— START MATERIAL FOR THIS TASK —

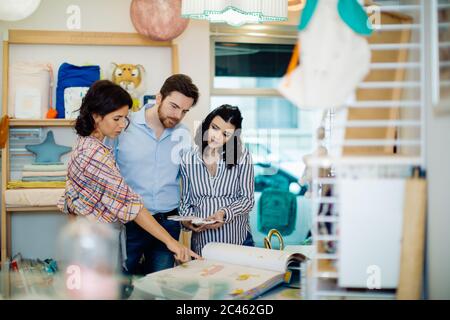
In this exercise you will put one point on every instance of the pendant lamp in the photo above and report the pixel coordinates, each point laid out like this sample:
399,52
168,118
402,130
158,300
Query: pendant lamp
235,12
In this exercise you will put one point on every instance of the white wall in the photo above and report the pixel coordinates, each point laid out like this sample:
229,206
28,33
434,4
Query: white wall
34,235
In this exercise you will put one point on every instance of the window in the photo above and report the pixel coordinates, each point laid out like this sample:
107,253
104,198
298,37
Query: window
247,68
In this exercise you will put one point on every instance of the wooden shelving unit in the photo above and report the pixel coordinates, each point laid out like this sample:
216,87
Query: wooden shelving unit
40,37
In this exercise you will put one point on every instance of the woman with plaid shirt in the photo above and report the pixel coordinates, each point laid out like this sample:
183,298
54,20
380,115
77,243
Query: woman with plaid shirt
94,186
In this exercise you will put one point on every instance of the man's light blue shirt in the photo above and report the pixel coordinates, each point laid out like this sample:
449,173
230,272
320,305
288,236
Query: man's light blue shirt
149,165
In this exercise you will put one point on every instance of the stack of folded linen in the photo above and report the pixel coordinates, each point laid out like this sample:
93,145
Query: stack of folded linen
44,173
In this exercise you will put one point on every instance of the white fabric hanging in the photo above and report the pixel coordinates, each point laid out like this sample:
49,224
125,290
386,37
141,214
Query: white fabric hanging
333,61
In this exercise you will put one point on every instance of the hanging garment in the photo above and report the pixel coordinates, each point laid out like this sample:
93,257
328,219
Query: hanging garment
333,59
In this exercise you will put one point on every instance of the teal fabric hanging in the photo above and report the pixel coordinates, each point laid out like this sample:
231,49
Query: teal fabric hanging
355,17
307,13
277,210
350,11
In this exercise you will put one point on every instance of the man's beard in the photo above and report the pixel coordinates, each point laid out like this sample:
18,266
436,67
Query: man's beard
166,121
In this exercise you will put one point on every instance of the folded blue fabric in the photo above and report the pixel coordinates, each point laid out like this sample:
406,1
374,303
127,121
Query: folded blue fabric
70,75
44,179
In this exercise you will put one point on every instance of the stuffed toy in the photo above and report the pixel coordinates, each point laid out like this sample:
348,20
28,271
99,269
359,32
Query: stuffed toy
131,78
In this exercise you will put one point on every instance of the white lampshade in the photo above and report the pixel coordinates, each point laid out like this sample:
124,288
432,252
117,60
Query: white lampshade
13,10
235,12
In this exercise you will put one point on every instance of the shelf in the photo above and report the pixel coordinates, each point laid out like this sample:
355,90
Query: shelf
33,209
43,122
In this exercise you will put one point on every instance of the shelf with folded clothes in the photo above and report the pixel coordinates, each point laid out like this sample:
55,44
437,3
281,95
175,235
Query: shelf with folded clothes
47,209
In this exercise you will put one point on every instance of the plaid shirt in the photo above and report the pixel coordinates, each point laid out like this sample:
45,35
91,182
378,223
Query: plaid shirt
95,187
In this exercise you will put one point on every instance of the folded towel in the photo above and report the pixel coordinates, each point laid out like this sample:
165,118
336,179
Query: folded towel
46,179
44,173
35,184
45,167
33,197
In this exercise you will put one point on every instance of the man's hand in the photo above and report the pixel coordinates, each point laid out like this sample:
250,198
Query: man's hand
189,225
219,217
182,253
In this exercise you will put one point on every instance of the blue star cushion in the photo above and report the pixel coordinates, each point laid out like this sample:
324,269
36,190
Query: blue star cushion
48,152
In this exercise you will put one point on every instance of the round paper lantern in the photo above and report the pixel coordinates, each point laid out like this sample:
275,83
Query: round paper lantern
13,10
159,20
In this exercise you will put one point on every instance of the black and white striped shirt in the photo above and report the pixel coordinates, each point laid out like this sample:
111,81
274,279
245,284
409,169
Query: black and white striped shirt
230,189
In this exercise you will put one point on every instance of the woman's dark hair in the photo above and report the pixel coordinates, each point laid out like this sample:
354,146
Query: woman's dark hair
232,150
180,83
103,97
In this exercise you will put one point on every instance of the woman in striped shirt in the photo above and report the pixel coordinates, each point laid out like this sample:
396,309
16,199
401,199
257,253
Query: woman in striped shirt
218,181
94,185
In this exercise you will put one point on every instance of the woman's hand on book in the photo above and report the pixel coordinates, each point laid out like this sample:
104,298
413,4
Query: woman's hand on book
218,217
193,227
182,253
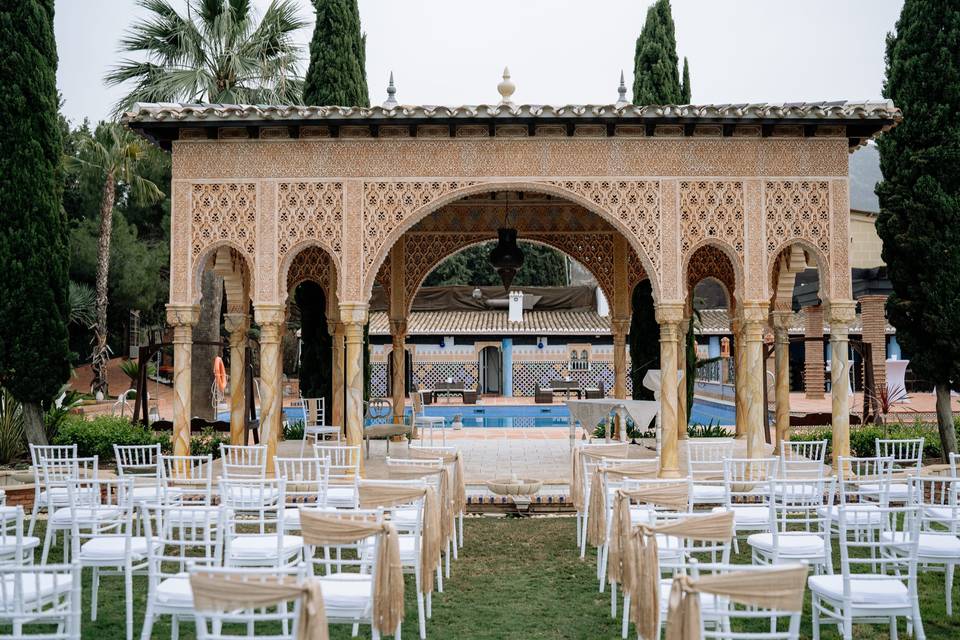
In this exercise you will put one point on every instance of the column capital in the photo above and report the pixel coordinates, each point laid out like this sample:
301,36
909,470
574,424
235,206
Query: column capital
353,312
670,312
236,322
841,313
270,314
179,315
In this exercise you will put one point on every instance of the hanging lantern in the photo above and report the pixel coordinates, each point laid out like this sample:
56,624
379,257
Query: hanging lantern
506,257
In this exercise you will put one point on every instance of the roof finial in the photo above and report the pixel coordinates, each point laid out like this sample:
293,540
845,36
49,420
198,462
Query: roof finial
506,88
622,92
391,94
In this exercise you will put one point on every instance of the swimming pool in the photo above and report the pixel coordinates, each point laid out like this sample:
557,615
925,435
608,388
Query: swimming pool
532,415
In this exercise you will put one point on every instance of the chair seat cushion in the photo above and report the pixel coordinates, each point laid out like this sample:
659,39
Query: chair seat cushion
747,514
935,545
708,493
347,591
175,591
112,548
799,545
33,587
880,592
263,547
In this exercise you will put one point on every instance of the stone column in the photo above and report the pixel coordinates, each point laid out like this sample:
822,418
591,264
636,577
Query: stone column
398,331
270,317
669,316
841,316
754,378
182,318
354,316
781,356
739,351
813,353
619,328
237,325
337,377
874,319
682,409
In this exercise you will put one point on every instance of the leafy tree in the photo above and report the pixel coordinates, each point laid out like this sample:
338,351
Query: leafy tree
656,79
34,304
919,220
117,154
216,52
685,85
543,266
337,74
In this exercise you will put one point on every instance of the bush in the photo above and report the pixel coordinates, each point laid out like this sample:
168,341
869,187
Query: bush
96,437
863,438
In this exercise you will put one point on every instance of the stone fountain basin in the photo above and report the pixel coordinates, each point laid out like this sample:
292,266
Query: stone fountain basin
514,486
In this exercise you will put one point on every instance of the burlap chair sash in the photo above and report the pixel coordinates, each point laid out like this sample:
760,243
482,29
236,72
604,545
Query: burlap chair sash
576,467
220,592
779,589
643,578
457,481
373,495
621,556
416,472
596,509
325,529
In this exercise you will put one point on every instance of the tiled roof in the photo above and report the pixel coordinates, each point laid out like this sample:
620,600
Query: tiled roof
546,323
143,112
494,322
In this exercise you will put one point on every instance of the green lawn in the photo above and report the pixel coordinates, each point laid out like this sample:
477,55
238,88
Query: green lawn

— END MATERIAL FOR THIS TASK —

Copy all the data exactly as written, but skip any picture.

In this exercise you will put one point on every instance of the pendant lamp in the photo above and report the pixel coordinates, each point laid out like this sample:
399,52
168,118
402,130
158,300
Query: pendant lamp
235,12
In this exercise you will put one point on every instance of the white wall in the photo above and report the pixel coordinates, each point laid out like this sample:
229,206
28,33
434,4
Query: white wall
34,235
In this exercise you will put one point on every instance of the window in the photo above and report the pixel coordinates, each point laid out like this sample:
107,253
104,198
298,37
Query: window
247,68
In this exercise you will put one point on every instance of the wooden shelving unit in the photo above and report the pixel coordinates, each point laid out like this sample:
216,87
Query: wooden shelving unit
40,37
In this exercise you will put one point on every instance of the woman with plaid shirt in the photo above and report the pixel coordinates, each point laid out like this sample:
183,298
54,20
380,115
77,243
Query: woman with plaid shirt
94,186
In this exercise you will put one point on every instance of the man's light blue shirt in the photo above and report the pixel coordinates, each point laid out like this sample:
449,173
230,272
320,305
288,236
Query: man's light blue shirt
149,165
In this exercise you will put one point on every instance of the stack of folded linen in the photo above and report the pixel coordinates, each point laid out like this sample:
93,145
Query: stack of folded linen
44,173
In this exercise you will put one point on every instance of the white fabric hanging in the photo above and report the pixel coordinates, each point laid out like this sample:
49,224
125,290
386,37
141,214
Query: white fabric hanging
333,61
In this exercise you will put one point on every instance of the hanging garment in the photo above and report the pixel coordinates, each point laid out like this sample:
93,257
328,219
Query: hanging garment
333,59
In this exercise you will put one point on every instance of the teal fabric hanging in the photo above and report the pixel coordinates, each point laid out like this sample:
231,49
Query: teal fabric hanging
355,17
307,13
277,210
350,11
In this exercise you will put one point on every instance of the man's beard in the photo above and report the pixel coordinates, each point laid out like this sample:
18,266
436,67
Query: man's beard
166,121
In this exercise you will put one point on every instance of the folded blue fabric in the photo above and report the pixel coordinates, each point laid out like this sample:
406,1
374,303
127,121
Query: folded blue fabric
70,75
44,179
In this exercise you will put one point on every instance of the stuffed toy in the photo above and report the pixel coordinates, each point laid out like this sample:
348,20
28,271
99,269
359,32
Query: stuffed toy
131,78
In this exercise you will put one point on every instance of the white lampshade in the photo above and report the pixel coordinates, each point laid out like this sample:
124,288
432,252
117,60
Query: white lampshade
13,10
235,12
In this exercise you will put one point on every instance of the shelf in the photo above and report the pixel coordinates, each point laid out like this sample:
355,90
Query: shelf
33,209
43,122
In this exercise you will put one point on every instance of the shelf with folded clothes in the photo above and report the pixel coordinates, each point laid out like this sample:
55,44
437,3
281,95
175,235
Query: shelf with folded clothes
47,209
In this exercise you will put one point on every instance of the plaid shirt in the photo above and report the pixel coordinates, each point laid out like this sample:
45,35
91,182
378,223
Query: plaid shirt
95,187
In this exercise you will put one point on every instance of the folded towel in the photo above and report the pixel coordinates, each point laid out like this sample:
165,118
336,179
Query: folded towel
46,179
44,173
35,184
45,167
33,197
In this exercise you will put one point on every instance of the man's hand in the photo above and report the pixel coordinates, each point laid out like this sample:
250,198
Query: man's hand
189,225
219,217
182,253
In this exercise you will put one point on every instance of the blue star cushion in the photo above and report the pixel coordinates, each point laid out like this sample:
324,269
36,190
Query: blue star cushion
48,152
In this exercise you will put one point on every instance of the round paper lantern in the photo above and report the pixel coordinates, each point laid out like this sample:
275,83
Query: round paper lantern
13,10
159,20
In this exercise you will put one point on every instance of the black and white striped shirt in the photo above and report the pixel coordinates, each point laid out like this sample:
111,81
274,279
245,284
409,169
Query: black and white striped shirt
230,189
In this exercise you will put one point on every instance of the woman's dark hair in the photo above and report the pixel coordinates, each point laid out like this sample:
354,146
Query: woman's dark hair
232,150
180,83
103,97
In this exercise you will put one point on every instance of the woman in striped shirt in the photo above and report the pixel coordinates, each point laid out like this sample:
396,309
16,199
401,199
257,253
Query: woman in striped shirt
218,181
94,185
In this exercise you will put one point on every instance of the woman's hand on book in the photo above and report the pixel coordinates, each point laid out like this sample:
104,298
413,4
Query: woman's hand on book
218,217
193,227
182,253
In this exercise you will put one point on every instance of the column capital in the photo above and report the pixel coordinates, each point laid out like this sample:
301,36
909,470
574,424
235,206
Query: column capital
353,312
670,312
236,322
841,313
270,314
179,315
In this exercise you will put one point on every instance of the hanging lantern in the photo above and report the pixel coordinates, each point laid out like this sample:
56,624
379,257
Query: hanging lantern
506,257
In this exercise you will put one point on every instance of the roof finial in the photo above and report the pixel coordinates, each point laid out like this sample:
293,540
845,36
49,420
198,462
Query: roof finial
506,88
622,92
391,94
In this exercise you will put one point on every instance of the swimming pool in the photo above and report the pixel coordinates, each point laid out like this sample:
557,615
925,435
608,388
Query: swimming pool
532,415
In this exercise you will put one point on every instance of the chair seat cushion in the photo above and report the pixel coordinates, each point laid out like this sample:
659,39
Query: chair seat cushion
747,514
935,545
708,493
347,591
175,591
112,548
799,545
33,587
880,592
263,547
In this exercise you will put one point on every instance of the stone column in the photo above and report the pixel coordinates, each point laid out like this sample:
822,418
591,264
636,577
Query: stone column
398,331
270,317
669,316
841,316
754,378
182,318
354,316
781,356
739,351
813,353
619,328
237,325
337,377
874,319
682,409
In this exercise you will put one point on every instance of the leafy tree in the photo above and report the pixel coordinates, each point laid out like this sample:
338,351
Query: leafy tree
656,79
34,304
919,220
117,154
216,52
685,85
543,266
337,74
In this exercise you will put one point on every instance of the bush in the photo above and report the pixel coordinates, each point laid out like this sample:
168,341
869,187
Query: bush
96,437
863,438
In this exercise you will put one point on every instance of the stone fountain basin in the photo above and report the pixel coordinates, each point laid out like this sample:
292,266
Query: stone fountain basin
514,486
In this exercise you will put one point on every instance of the burlap chair sash in the photo above and report the pixel coordinates, each point laid out like this sample:
760,243
482,29
236,72
604,545
Query: burlap chair sash
576,467
220,592
779,589
643,578
457,481
373,495
621,556
416,472
596,509
325,529
In this exercise you will put one point on every instance of the tiled roof in the photo above and report the pixel coordinates, each point laid out like this sample:
620,600
Query: tiled roof
546,323
143,112
494,322
In this exercise you will put one point on every instance of the green lawn in the photo above and report the pixel coordinates, each point laid out like this sample:
477,55
238,88
Query: green lawn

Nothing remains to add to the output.